DIRECTION: Rewrite the listing below with "benchmark" swapped for "evaluation" everywhere, leaving the rest unchanged.
- - - -
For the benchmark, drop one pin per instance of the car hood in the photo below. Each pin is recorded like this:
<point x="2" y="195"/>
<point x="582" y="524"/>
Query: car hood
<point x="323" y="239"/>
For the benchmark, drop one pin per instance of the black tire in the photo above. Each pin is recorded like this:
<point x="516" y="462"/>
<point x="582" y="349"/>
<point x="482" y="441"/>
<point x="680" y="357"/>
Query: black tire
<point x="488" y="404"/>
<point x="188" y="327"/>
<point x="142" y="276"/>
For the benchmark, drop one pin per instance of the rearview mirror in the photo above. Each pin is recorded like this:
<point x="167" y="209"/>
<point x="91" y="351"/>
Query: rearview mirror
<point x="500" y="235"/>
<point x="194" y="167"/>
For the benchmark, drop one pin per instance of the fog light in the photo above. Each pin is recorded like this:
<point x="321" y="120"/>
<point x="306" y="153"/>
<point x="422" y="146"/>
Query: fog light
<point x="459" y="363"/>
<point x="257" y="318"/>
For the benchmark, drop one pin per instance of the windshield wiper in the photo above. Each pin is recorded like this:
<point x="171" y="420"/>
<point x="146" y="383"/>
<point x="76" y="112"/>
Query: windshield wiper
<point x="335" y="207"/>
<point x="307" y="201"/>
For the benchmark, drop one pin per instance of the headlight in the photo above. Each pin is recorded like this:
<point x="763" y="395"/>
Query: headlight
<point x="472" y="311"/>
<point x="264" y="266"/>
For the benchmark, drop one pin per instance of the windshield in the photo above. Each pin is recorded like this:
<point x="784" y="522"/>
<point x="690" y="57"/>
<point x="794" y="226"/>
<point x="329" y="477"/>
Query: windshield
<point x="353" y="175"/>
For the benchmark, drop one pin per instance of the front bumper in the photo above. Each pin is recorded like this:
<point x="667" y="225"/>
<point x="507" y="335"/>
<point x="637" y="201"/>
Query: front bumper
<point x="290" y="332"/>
- - - -
COMPLETED TASK:
For the evaluation, drop one pin per instance of the car hood in the photo below. Each pin is recorded like this:
<point x="2" y="195"/>
<point x="582" y="524"/>
Query: car hood
<point x="323" y="239"/>
For the evaluation, drop one pin per instance of the black tire in the photo above. Each pin is recorded like this:
<point x="516" y="462"/>
<point x="582" y="349"/>
<point x="482" y="441"/>
<point x="680" y="357"/>
Query: black tire
<point x="488" y="404"/>
<point x="188" y="327"/>
<point x="142" y="276"/>
For the evaluation, drop one pin per instance of the rearview mirror in the photo above. Each pin is recorded like this:
<point x="167" y="209"/>
<point x="91" y="351"/>
Query: rearview mirror
<point x="500" y="235"/>
<point x="194" y="167"/>
For the evaluation, drop one pin per instance of the fog light in the photo above. Each pin is recorded like this:
<point x="321" y="120"/>
<point x="306" y="153"/>
<point x="422" y="146"/>
Query: fog light
<point x="459" y="363"/>
<point x="257" y="318"/>
For the evaluation, drop one pin per instance of the windshield wiper in the photo above. Each pin is recorded like this:
<point x="171" y="420"/>
<point x="146" y="383"/>
<point x="76" y="112"/>
Query: windshield wiper
<point x="335" y="207"/>
<point x="307" y="201"/>
For the evaluation, drop one pin per instance of the headlight in the photo above. Each pin is recorded like this:
<point x="763" y="395"/>
Query: headlight
<point x="472" y="311"/>
<point x="264" y="266"/>
For the evaluation, drop one pin per instance of the windshield in the photo above. Each pin is recorded like this:
<point x="784" y="522"/>
<point x="690" y="57"/>
<point x="794" y="226"/>
<point x="329" y="477"/>
Query: windshield
<point x="353" y="175"/>
For the evaluation, drop one pin per instance of the front bumper in the photo above. Each pin is recorded like this:
<point x="667" y="225"/>
<point x="507" y="335"/>
<point x="637" y="201"/>
Query: front bumper
<point x="290" y="332"/>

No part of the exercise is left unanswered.